══ LEESTEKST

Overal waar in Nederland windmolens worden gepland stuiten ze op grote tegenstand. Toch zouden ze mooie krachtige lijnen kunnen vormen, als ze in lange rijen langs snelwegen worden opgesteld. ‘Een spannend idee, Christo waardig’.
Ooit een buslading toeristen zien uitstappen bij een windturbinepark? Of in een museum een landschapje zien hangen met daarop een woud van witte turbines? De kans is klein, windmolens dienen om energie op te wekken en niet om het landschap te verfraaien. Toch zijn we niet verbaasd dat de molens bij Kinderdijk op de Werelderfgoedlijst van de Unesco staan.
De moderne molens zijn nog lang geen toeristische trekpleister, integendeel, ze roepen vooral afkeer op omdat ze de horizon vervuilen en het landschap verstoren. Maatschappelijk verzet frustreerde de ambitieuze overheidsplannen uit 1991 om in tien jaar tijd duizend megawatt windenergie neer te zetten. Nog niet de helft is gerealiseerd. Naar goed Nederlands gebruik werd deze zomer een nieuwe convenant ondertekend, met nog meer partijen, nog grotere ambities en bovendien met een speelse naam: BLOW. In 2010 moeten Nederlandse wieken 1.500 megawatt opwekken.

════

**DOEL A**
Toon elke regel uit de records waarin het woord "horse" voorkomt. Hoofdletters en kleine letters tellen mee.
De leestekst en de records hebben een verschillende herkomst.

══ AANGELEVERD MATERIAAL

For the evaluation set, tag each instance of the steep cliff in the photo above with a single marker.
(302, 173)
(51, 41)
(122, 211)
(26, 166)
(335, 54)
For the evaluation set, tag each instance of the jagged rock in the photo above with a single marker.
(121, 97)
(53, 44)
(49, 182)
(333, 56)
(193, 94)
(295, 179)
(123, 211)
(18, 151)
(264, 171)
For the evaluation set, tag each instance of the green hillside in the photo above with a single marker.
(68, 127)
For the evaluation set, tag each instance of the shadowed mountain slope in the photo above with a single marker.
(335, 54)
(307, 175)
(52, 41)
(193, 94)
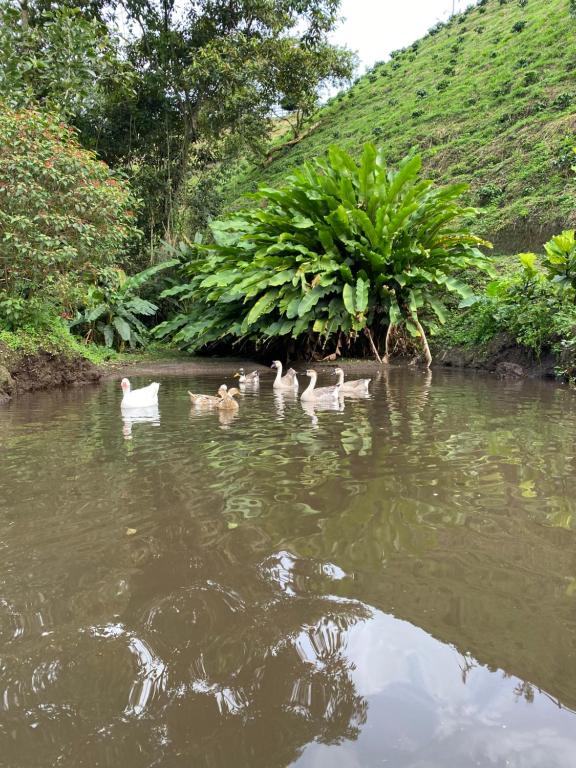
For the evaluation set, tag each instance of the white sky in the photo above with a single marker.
(374, 28)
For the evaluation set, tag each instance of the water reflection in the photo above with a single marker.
(149, 414)
(284, 399)
(312, 409)
(394, 586)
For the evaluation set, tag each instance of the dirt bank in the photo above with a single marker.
(501, 356)
(43, 370)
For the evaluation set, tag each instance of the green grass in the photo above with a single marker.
(57, 339)
(483, 103)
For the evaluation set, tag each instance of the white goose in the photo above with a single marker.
(139, 398)
(288, 381)
(311, 394)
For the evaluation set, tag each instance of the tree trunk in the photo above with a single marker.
(386, 359)
(427, 353)
(373, 346)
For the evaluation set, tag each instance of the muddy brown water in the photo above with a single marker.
(391, 584)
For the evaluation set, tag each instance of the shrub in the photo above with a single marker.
(114, 309)
(560, 261)
(61, 210)
(342, 248)
(489, 193)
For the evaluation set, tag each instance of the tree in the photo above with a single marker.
(343, 248)
(208, 75)
(61, 209)
(55, 58)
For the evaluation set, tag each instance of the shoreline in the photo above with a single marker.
(45, 370)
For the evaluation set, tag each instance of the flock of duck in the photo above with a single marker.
(224, 399)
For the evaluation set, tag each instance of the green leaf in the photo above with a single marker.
(108, 334)
(361, 301)
(261, 307)
(94, 314)
(348, 299)
(122, 327)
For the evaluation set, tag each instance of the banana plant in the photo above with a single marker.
(560, 260)
(113, 309)
(344, 247)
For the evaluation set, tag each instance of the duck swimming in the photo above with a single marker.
(139, 398)
(227, 402)
(247, 378)
(354, 387)
(208, 401)
(312, 394)
(288, 381)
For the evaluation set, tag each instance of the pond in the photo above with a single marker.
(392, 583)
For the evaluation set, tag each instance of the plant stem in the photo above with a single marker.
(374, 348)
(427, 353)
(388, 344)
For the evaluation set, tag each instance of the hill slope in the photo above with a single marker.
(489, 98)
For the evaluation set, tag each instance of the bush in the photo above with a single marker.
(61, 210)
(344, 247)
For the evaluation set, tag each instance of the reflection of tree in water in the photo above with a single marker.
(272, 660)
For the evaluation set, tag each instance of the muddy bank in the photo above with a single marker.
(501, 356)
(227, 367)
(43, 370)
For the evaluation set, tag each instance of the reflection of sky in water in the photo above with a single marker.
(241, 575)
(422, 715)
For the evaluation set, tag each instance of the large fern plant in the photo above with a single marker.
(343, 247)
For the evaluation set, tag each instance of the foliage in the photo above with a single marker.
(61, 210)
(58, 59)
(343, 247)
(560, 261)
(532, 304)
(208, 73)
(506, 142)
(114, 309)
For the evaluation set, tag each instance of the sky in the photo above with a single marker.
(374, 28)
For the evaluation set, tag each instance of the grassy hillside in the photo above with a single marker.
(488, 98)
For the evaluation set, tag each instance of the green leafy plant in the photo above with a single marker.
(560, 260)
(345, 247)
(114, 309)
(61, 209)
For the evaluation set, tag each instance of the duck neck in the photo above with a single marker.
(312, 384)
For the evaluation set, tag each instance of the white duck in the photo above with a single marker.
(247, 378)
(354, 387)
(312, 394)
(288, 381)
(139, 398)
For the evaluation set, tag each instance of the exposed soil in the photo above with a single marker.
(26, 373)
(44, 370)
(502, 356)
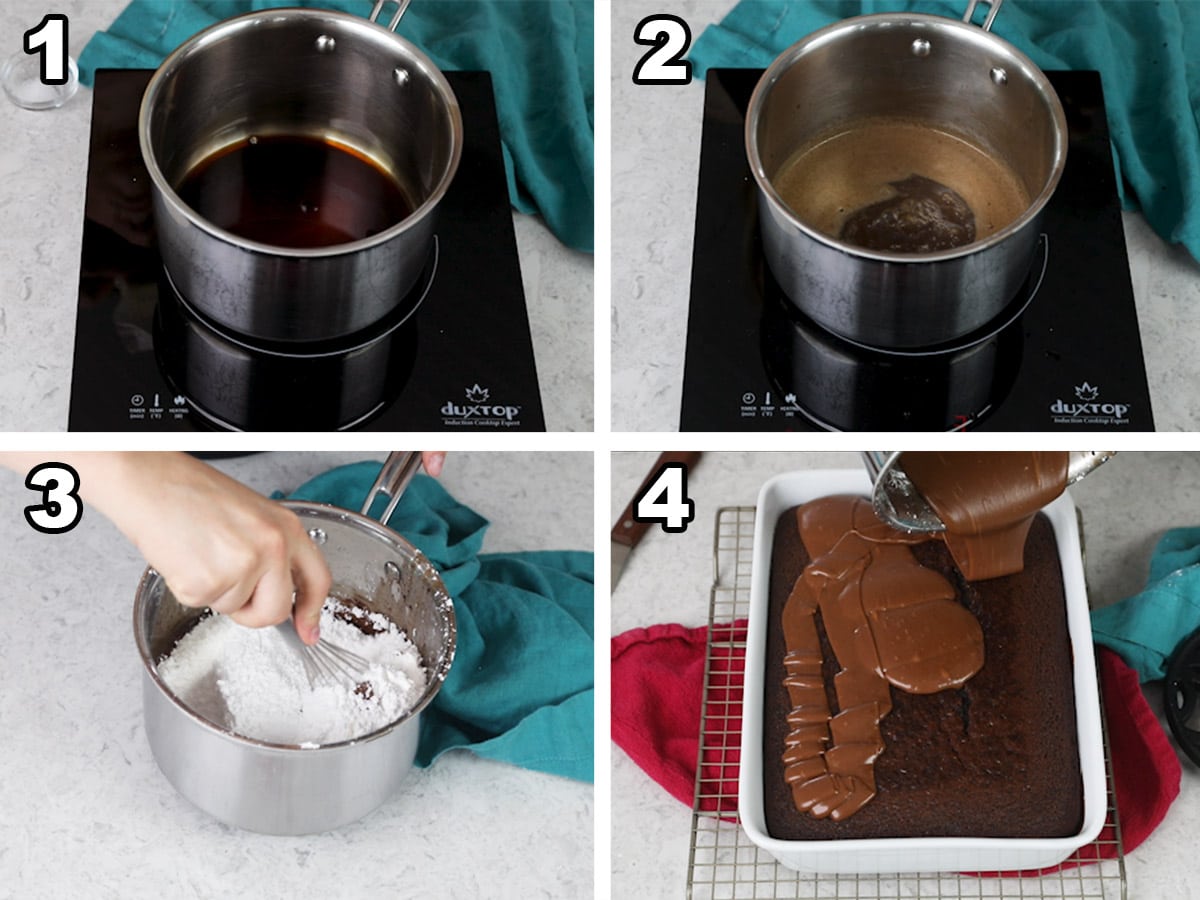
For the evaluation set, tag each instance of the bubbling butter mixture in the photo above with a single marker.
(900, 185)
(252, 683)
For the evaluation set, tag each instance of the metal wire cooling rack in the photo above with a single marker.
(723, 862)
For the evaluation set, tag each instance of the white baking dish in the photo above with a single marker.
(913, 855)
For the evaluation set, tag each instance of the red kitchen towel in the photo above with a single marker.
(657, 695)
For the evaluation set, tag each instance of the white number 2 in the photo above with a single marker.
(665, 499)
(670, 37)
(49, 39)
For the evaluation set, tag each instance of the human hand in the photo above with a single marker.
(215, 541)
(432, 461)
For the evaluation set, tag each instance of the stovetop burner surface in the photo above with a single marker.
(1069, 361)
(144, 361)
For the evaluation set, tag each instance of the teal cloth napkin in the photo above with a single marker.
(521, 685)
(1145, 629)
(1146, 53)
(539, 52)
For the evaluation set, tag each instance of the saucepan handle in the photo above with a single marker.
(401, 5)
(397, 471)
(993, 9)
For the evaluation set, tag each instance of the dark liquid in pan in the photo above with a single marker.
(294, 192)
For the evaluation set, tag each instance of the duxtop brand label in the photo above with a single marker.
(478, 412)
(1089, 407)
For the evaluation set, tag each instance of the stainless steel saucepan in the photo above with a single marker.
(291, 789)
(952, 76)
(307, 73)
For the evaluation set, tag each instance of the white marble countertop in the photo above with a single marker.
(43, 162)
(1127, 505)
(84, 811)
(655, 155)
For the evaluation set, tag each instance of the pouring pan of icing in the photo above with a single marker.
(299, 786)
(832, 846)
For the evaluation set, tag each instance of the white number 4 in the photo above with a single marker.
(665, 499)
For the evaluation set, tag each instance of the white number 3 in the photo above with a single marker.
(60, 508)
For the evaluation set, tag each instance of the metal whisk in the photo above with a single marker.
(324, 661)
(328, 663)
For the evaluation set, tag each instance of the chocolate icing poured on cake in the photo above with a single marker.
(889, 619)
(987, 501)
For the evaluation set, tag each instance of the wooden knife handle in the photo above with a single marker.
(629, 531)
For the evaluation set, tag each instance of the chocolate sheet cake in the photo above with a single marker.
(995, 757)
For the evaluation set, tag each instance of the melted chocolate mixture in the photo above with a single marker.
(922, 217)
(891, 621)
(987, 501)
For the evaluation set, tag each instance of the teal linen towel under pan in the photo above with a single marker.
(1145, 629)
(521, 685)
(1146, 53)
(539, 52)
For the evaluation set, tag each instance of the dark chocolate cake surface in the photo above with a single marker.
(997, 757)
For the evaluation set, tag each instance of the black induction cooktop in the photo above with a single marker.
(1065, 355)
(455, 354)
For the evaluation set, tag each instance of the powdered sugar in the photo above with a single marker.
(252, 683)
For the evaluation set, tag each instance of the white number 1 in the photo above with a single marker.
(49, 39)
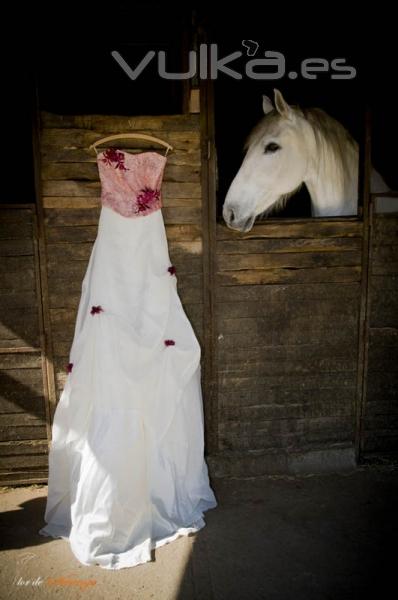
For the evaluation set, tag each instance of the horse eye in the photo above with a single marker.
(271, 148)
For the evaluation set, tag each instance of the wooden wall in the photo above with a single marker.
(23, 418)
(71, 203)
(282, 333)
(381, 408)
(287, 298)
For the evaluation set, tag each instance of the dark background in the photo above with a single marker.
(63, 65)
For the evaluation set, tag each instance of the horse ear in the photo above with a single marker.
(267, 105)
(281, 105)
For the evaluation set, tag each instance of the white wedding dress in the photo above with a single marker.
(127, 472)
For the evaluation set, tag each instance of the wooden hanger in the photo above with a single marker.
(140, 136)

════

**DOEL B**
Hoeveel megawatt moeten Nederlandse wieken volgens de leestekst in 2010 opwekken?

**JUIST ANTWOORD A**
For the evaluation set, tag each instance of the horse eye in the photo above with a single marker.
For the evaluation set, tag each instance of the horse ear in the photo above with a single marker.

**JUIST ANTWOORD B**
1.500 megawatt.